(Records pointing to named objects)
%%

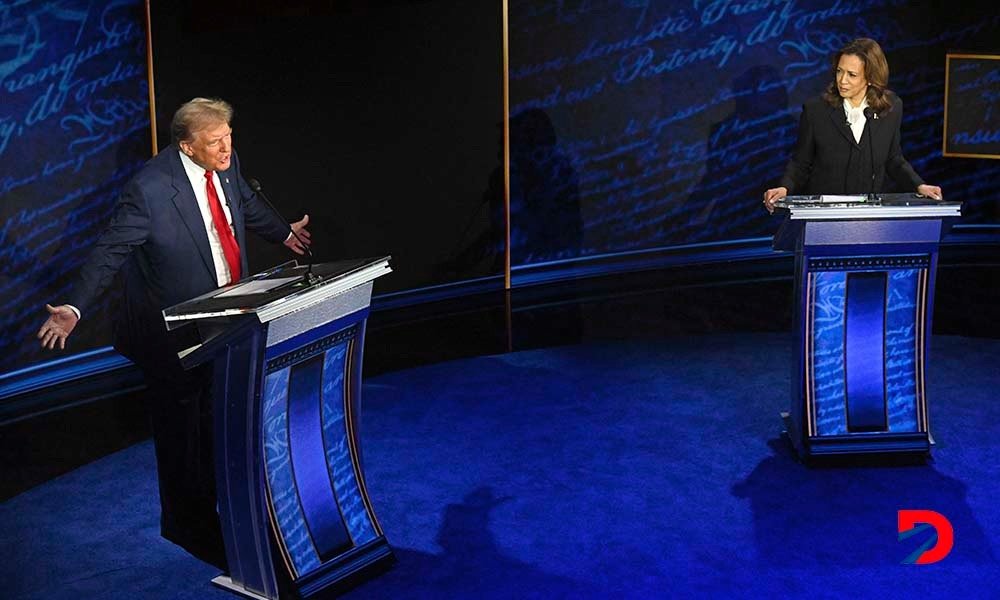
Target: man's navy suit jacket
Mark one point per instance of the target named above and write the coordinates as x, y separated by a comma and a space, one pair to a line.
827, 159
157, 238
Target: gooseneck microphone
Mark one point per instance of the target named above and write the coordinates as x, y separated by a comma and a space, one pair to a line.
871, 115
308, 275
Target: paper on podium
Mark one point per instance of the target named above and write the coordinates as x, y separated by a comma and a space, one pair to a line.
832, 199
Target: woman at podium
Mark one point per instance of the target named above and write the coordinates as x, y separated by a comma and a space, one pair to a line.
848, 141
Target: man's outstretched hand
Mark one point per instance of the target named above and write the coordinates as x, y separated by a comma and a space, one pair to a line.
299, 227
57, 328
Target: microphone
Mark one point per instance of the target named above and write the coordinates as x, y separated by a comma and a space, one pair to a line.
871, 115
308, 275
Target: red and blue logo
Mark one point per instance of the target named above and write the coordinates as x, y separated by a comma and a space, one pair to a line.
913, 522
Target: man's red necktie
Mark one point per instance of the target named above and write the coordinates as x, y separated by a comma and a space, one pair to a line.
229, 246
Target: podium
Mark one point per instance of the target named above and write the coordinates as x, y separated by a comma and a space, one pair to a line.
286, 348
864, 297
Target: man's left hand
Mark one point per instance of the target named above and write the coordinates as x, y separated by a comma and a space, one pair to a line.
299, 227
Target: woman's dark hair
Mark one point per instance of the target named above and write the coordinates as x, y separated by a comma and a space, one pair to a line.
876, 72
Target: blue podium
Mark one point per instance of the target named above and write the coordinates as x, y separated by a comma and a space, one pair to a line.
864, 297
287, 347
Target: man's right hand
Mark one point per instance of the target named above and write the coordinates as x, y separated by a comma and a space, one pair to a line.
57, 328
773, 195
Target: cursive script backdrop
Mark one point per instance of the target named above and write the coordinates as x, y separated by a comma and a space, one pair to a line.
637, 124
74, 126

%%

_What you should do:_ Rewrite the records starting at the line that contains "Target: man's red necktie" and ending with the last of the records, changing "podium" to "lectern" wherever it occurs and keeping everything else the same.

_Full answer:_
Target: man's red necktie
Mark one point per instance of the target named above and write the coordinates as x, y separated by a comma and a space, one pair to a line.
229, 246
Target: lectern
Mark one point per instance of the target named above and write the coordinates as x, y separated by a comma and a space, one pair to a line.
286, 348
864, 297
Target: man's left hand
Mark one point per instance of the target named above and write the coordinates as x, y separated by a comma and a space, one pair to a line.
299, 227
Target: woman's dark hair
Mark one point per instance of the target named above and write the coordinates as x, y separated by a comma and a space, one pair to a line.
876, 72
Target: blue lectern
Mark one point per instance of the target named above and write the coordinates as x, y separated by a comma and a space, one pair to a line.
864, 297
287, 347
Target: man's right hand
Mark one point per instance of the target named above and write the coordinates as x, y separated by a comma and a space, one pair to a line.
57, 328
773, 195
Target: cursive script backdrop
Mark one point per instance of the target named above and write the coordinates as x, y separated by a comma and a space, one pair to a line.
637, 124
74, 126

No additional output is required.